# What to do:
[1] Reproduce a stretch of the adult education passage word for word, starting at "Bruce is one" and stopping after "of the table.".
[2] Write the next part of the adult education passage, picking up right after its final sentence.

# Supplied text:
•••••
Bruce is one of the few teachers who has the unique perspective of working within both systems.
Note: In most of California, Adult Education is delivered through high school districts. This is the case at SMAS. But in some areas - such as San Francisco - it is delivered through the community college district.
Also: Gov. Brown would like to have all adult education delivered through only the community college systems. In general, the Adult Education community, and many people in the community college system, and the Legislative Analyst Office, do not think this is a good idea.
Bruce spoke at the CCAE Bay Section Conference this past Saturday, Feb 23rd.
(Bruce is seated at the center of the table.
Dr. Bob Harper is at the podium.)
Here are his remarks:
This has been quite a year. Last spring we were embroiled in a struggle that was greatly heightened by the realization of just how many hundreds of thousands of people were lost to adult schools across the state – victims of so-called flexibility. And then, faced with the devastating prospect of the Weighted Student Formula we worked to defeat that. At San Mateo adult school we held a press conference in June to denounce it and try to reach a broader public ear. And no sooner had that threat diminished some, than the other school where I teach, Community College of San Francisco was put on Show Cause status, by the ACCJC, the educational equivalent of a mafia hit squad – a private accreditation agency partially funded by the Lumina Foundation, and overseen by people connected to the for-profit education industry. (The ACCJC is authorized to operate by the U.S. dept. of education and overseen by a National Advisory Committee -- NACIQI National Advisory Committee on Institutional Quality and Integrity -- whose vice chair, Arthur Rothkopf was senior vice president of the U.S. Chamber of Commerce from 2005 to 2010 and board member of the Educational Testing Service, Inc. The NACIQI panel includes the president of the University of Phoenix, the largest for profit college in the U.S. )
In both these situations it’s been very gratifying and uplifting to see the way people have come forward together, the teachers, staff and administrators at San Mateo, supported by the eloquent and really moving testimony of many students speaking to the importance of adult schools, how it changed and enriched their lives.
On Thursday at CCSF students held a march and then a sit-in and building occupation and I listened for hours as student occupiers spoke about the importance of community college. And I wish I could begin to convey the power of the sentiments so eloquently expressed there. Previous to that, on February 6th nearly 400 people came to a meeting organized by the Save CCSF Coalition at the Mission campus. Many of them were non-credit ESL students, there to express their fervent support for that public, community institution.
And a core of faculty, students and community people have poured their souls into the effort to save community college. And this continues and it could and needs to spread. So this is powerful and I’ve been very moved by this.
•••••
# Material shown:
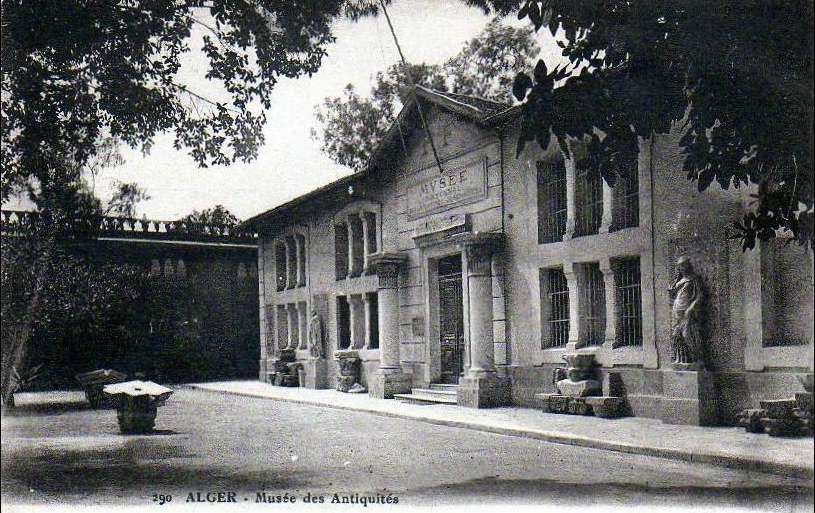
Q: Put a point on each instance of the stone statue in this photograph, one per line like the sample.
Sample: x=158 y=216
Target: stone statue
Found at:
x=315 y=335
x=686 y=319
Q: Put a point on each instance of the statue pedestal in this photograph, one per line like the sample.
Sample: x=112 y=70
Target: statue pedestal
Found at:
x=316 y=372
x=688 y=397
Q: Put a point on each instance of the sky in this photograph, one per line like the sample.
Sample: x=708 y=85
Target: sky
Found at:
x=291 y=163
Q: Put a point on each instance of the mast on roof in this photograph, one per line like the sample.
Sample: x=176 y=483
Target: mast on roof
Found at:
x=412 y=88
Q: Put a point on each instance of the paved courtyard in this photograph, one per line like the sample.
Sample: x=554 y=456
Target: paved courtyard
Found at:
x=55 y=449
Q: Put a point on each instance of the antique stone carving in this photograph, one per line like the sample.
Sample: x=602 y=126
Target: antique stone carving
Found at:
x=686 y=316
x=316 y=345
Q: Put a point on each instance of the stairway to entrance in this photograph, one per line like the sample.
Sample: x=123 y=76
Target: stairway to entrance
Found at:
x=437 y=393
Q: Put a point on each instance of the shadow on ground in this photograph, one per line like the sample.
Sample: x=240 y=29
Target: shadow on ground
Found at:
x=496 y=490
•••••
# Task-by-task results:
[1]
Bruce is one of the few teachers who has the unique perspective of working within both systems.
Note: In most of California, Adult Education is delivered through high school districts. This is the case at SMAS. But in some areas - such as San Francisco - it is delivered through the community college district.
Also: Gov. Brown would like to have all adult education delivered through only the community college systems. In general, the Adult Education community, and many people in the community college system, and the Legislative Analyst Office, do not think this is a good idea.
Bruce spoke at the CCAE Bay Section Conference this past Saturday, Feb 23rd.
(Bruce is seated at the center of the table.

[2]
I’ve also been moved by the callousness and ruthlessness of those pushing to destroy public education. And I think it’s important, while we struggle, and we must, to defend public education and unite as broadly as possible while we alert the public as to what is going on, that we take a look at the broader landscape. And I would pose it this way: What kind of society destroys its own educational system; what kind of society, what kind of system, would deny education, and even work to undermine education, spending more on incarcerating its youth than educating them, and, I might add, spending more hounding, detaining and deporting its immigrant working population than educating them? What kind of system is this, and is this the best we can do as a society? What kind of future does this portend? It’s critical to fight to defend the rights of the people, including the right to education, and to fight with our eyes open while looking at the broader reality around us.
But I’m here to talk about a particular proposal by Governor Brown. So let me say what I think. I’m no mathematician but some numbers here even I understand. Let’s take the numbers 450,000 and 600,000. 450,000 is the drop in enrollment at California community colleges as a result of the cuts in the past 4 - 5 years. 600,000 – some would say that’s a very conservative number – refers to students who no longer are enrolled in Adult schools, due to the deep cuts that have come through this imposed "flexibility". A million people, shoved out the door.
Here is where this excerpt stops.